Task description :: Reproduce the following lines word for word.

Entries ::

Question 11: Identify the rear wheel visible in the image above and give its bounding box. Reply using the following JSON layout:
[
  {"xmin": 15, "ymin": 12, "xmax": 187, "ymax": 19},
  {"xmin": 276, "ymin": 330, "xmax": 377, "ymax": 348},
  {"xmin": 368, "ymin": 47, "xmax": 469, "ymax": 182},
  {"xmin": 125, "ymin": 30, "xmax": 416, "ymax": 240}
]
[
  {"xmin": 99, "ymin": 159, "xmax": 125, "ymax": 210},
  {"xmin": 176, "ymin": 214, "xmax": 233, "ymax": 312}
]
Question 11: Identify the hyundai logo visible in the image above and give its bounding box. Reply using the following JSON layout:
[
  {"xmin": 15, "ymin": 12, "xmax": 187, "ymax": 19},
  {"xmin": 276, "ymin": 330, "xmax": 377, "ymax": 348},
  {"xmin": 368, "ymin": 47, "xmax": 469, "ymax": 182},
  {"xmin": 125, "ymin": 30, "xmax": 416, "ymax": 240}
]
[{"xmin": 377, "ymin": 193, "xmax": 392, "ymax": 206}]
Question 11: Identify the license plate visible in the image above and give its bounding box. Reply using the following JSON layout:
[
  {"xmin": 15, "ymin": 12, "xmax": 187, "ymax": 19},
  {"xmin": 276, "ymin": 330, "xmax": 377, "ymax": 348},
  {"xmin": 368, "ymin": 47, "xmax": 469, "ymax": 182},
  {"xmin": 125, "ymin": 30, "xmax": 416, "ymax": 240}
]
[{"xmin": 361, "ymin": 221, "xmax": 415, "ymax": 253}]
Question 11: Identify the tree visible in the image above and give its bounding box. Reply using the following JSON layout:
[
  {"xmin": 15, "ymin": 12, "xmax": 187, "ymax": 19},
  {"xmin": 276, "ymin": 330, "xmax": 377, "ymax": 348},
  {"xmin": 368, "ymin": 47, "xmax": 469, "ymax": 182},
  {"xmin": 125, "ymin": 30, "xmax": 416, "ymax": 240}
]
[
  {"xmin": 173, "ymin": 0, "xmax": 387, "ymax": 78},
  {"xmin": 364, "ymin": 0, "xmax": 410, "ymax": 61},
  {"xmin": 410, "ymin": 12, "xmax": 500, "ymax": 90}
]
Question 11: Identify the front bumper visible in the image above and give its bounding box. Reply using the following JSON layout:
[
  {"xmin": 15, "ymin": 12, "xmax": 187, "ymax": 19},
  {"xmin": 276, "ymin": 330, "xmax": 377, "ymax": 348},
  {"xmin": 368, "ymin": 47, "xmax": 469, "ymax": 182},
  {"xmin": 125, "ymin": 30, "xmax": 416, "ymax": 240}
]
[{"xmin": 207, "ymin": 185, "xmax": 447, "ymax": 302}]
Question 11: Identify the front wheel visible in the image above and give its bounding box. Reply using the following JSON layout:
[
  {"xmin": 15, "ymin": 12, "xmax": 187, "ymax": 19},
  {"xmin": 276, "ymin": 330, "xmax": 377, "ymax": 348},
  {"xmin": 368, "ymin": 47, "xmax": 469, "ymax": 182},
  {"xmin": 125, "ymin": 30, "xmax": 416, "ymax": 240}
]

Written solution ::
Question 11: Identify the rear wheel visible in the image above and give its bounding box. Reply using the following JSON layout:
[
  {"xmin": 15, "ymin": 12, "xmax": 187, "ymax": 19},
  {"xmin": 276, "ymin": 330, "xmax": 377, "ymax": 348},
  {"xmin": 368, "ymin": 47, "xmax": 469, "ymax": 182},
  {"xmin": 125, "ymin": 30, "xmax": 416, "ymax": 240}
]
[
  {"xmin": 99, "ymin": 159, "xmax": 125, "ymax": 210},
  {"xmin": 176, "ymin": 214, "xmax": 233, "ymax": 312}
]
Question 11: Identify the hyundai logo visible in the image above and give its bounding box. Reply using the following JSON layout:
[
  {"xmin": 15, "ymin": 12, "xmax": 187, "ymax": 19},
  {"xmin": 276, "ymin": 330, "xmax": 377, "ymax": 348},
  {"xmin": 368, "ymin": 47, "xmax": 469, "ymax": 182},
  {"xmin": 125, "ymin": 30, "xmax": 416, "ymax": 240}
]
[{"xmin": 377, "ymin": 193, "xmax": 392, "ymax": 206}]
Question 11: Identify the license plate visible in the image above and give its bounding box. Reply using the following JSON layout:
[
  {"xmin": 15, "ymin": 12, "xmax": 187, "ymax": 19},
  {"xmin": 276, "ymin": 330, "xmax": 377, "ymax": 348},
  {"xmin": 368, "ymin": 47, "xmax": 469, "ymax": 182},
  {"xmin": 125, "ymin": 30, "xmax": 416, "ymax": 240}
]
[{"xmin": 361, "ymin": 221, "xmax": 415, "ymax": 253}]
Question 11: Identify the tree visible in the image above and give its bounding box. Reply using the following JSON layout:
[
  {"xmin": 15, "ymin": 12, "xmax": 187, "ymax": 19},
  {"xmin": 276, "ymin": 330, "xmax": 377, "ymax": 348},
  {"xmin": 368, "ymin": 47, "xmax": 469, "ymax": 182},
  {"xmin": 125, "ymin": 30, "xmax": 416, "ymax": 240}
]
[
  {"xmin": 173, "ymin": 0, "xmax": 387, "ymax": 78},
  {"xmin": 364, "ymin": 0, "xmax": 410, "ymax": 61},
  {"xmin": 410, "ymin": 12, "xmax": 500, "ymax": 90}
]
Question 11: Identify the front bumper visible in the image above and give its bounding box. Reply using the following JSON layout:
[
  {"xmin": 15, "ymin": 12, "xmax": 187, "ymax": 19},
  {"xmin": 276, "ymin": 330, "xmax": 377, "ymax": 348},
  {"xmin": 368, "ymin": 47, "xmax": 469, "ymax": 182},
  {"xmin": 125, "ymin": 30, "xmax": 416, "ymax": 240}
]
[{"xmin": 207, "ymin": 185, "xmax": 447, "ymax": 302}]
Question 11: Identify the front wheel visible in the image above and give its bounding box. Reply using the following JSON layout:
[
  {"xmin": 15, "ymin": 12, "xmax": 187, "ymax": 19},
  {"xmin": 276, "ymin": 330, "xmax": 377, "ymax": 348},
  {"xmin": 368, "ymin": 47, "xmax": 469, "ymax": 182},
  {"xmin": 125, "ymin": 30, "xmax": 416, "ymax": 240}
]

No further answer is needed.